Coordinate annotation records:
.....
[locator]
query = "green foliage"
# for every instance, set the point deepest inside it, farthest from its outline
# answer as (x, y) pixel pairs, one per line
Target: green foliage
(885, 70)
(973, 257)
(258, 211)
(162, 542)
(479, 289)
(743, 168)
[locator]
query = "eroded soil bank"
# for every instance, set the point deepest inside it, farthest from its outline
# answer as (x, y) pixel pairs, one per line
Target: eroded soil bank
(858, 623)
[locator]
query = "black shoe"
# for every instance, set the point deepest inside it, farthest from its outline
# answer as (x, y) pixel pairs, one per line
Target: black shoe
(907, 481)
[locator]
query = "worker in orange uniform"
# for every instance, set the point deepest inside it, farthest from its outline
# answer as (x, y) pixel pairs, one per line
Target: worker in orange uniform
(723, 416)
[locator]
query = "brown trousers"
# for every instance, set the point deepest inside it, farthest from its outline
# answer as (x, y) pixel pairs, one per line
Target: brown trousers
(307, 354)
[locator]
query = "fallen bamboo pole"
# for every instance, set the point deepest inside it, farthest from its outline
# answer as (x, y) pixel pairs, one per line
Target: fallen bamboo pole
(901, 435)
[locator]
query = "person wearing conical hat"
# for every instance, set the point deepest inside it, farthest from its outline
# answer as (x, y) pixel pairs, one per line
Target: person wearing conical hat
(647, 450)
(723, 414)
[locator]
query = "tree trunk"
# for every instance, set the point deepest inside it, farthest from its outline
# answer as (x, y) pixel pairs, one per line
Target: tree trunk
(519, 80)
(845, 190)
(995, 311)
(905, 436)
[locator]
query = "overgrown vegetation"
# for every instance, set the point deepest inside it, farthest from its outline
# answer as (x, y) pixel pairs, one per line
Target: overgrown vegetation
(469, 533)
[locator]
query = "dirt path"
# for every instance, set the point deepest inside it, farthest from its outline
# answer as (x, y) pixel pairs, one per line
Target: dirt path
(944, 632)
.....
Problem: Give the listing again, word for word.

Final result:
[locator]
query = "green foliage"
# for every instance, set the point deepest inside it, farthest from its outline
# answer as (x, y) pixel pairs, one per line
Target: green foliage
(885, 70)
(973, 257)
(258, 211)
(162, 542)
(479, 289)
(743, 168)
[locator]
query = "eroded soil bank"
# for every instance, set the point deepest inside it, farthest from its outline
# answer as (x, y) pixel pairs, one per line
Target: eroded soil bank
(858, 623)
[locator]
query = "black shoe"
# for every instance, set the point deepest inside it, farthest from its outline
# answer as (x, y) pixel pairs, one per line
Target: black shoe
(907, 481)
[locator]
query = "worker in orange uniform"
# for every instance, set the point deepest inside it, farthest from its outline
# answer as (x, y) pixel pairs, one per line
Target: worker in orange uniform
(723, 416)
[locator]
query = "brown trousers"
# for every instance, set the point deepest inside it, farthest from its outline
# answer as (x, y) pixel pairs, one per line
Target: brown trousers
(307, 354)
[locator]
query = "fallen bamboo pole"
# for every instance, set the point deepest inside it, farthest from its outline
# answer as (x, y) pixel pairs, one per line
Target: fallen bamboo pole
(901, 435)
[locator]
query = "person wearing conical hat"
# for every instance, set the point deepest inside it, farthest from its outline
# answer as (x, y) pixel pairs, one per line
Target: person wearing conical hat
(647, 450)
(723, 414)
[locator]
query = "tree trunk"
# for every instance, set the point deepest inside it, farthest from its outline
# answer as (x, y) pixel pairs, one per line
Target: tree trunk
(519, 80)
(845, 190)
(995, 311)
(905, 436)
[locator]
query = "overgrown vegetation"
# for every instance, set the point deepest inside it, farthest from its outline
# answer as (x, y) pixel pairs, one per line
Target: overgrown vegetation
(469, 533)
[locator]
query = "dirt path"
# for every instance, set the point deepest inside it, farthest from its outline
# answer as (x, y) pixel pairs, one per line
Target: dirt path
(944, 632)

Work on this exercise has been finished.